++++ DOCUMENT SEGMENT ++++

Beit Tikvah is a modern orthodox synagogue located in the Nepean district of Ottawa, Ontario, Canada, serving the Craig Henry area.

History
The Jewish population of Ottawa grew from 20 families in 1889 to approximately 5,500 in 1961.

Beth Shalom
Beth Shalom congregation represents the amalgamation in 1956 of two orthodox congregations, Adath Jeshurun and Agudath Achim. B'nai Jacob congregation amalgamated with Beth Shalom in 1971. The First officials were Rabbi Simon L. Eckstein, Cantor Emeritus, Joseph Rabin, Cantor Hyman Gertler, Ritual Director Jacob Y. Cement, Secretary Louis Slack and President, Bernard M. Alexandor. The congregation commenced with 850 families, with about 150 being singles or widows. A synagogue, designed by Hazelgrove and Lithwick, was inaugurated on Rosh Hashana, 1956.

++++

EXERCISES TO COMPLETE.
1 > Answer these questions from the Beit Tikvah passage:
(a) In which district of Ottawa is the synagogue located?
(b) Approximately how large was Ottawa's Jewish population in 1961?
(c) Which congregation amalgamated with Beth Shalom in 1971?
2 > Return the Beit Tikvah passage verbatim from "Beit Tikvah is" up to and including "Rosh Hashana, 1956.".

++++ DATA SECTION ++++

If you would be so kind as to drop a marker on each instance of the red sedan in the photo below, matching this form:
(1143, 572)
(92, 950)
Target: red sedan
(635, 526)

++++

ANSWERS.
1 >
(a) The Nepean district.
(b) Approximately 5,500.
(c) B'nai Jacob congregation.

2 >
Beit Tikvah is a modern orthodox synagogue located in the Nepean district of Ottawa, Ontario, Canada, serving the Craig Henry area.

History
The Jewish population of Ottawa grew from 20 families in 1889 to approximately 5,500 in 1961.

Beth Shalom
Beth Shalom congregation represents the amalgamation in 1956 of two orthodox congregations, Adath Jeshurun and Agudath Achim. B'nai Jacob congregation amalgamated with Beth Shalom in 1971. The First officials were Rabbi Simon L. Eckstein, Cantor Emeritus, Joseph Rabin, Cantor Hyman Gertler, Ritual Director Jacob Y. Cement, Secretary Louis Slack and President, Bernard M. Alexandor. The congregation commenced with 850 families, with about 150 being singles or widows. A synagogue, designed by Hazelgrove and Lithwick, was inaugurated on Rosh Hashana, 1956.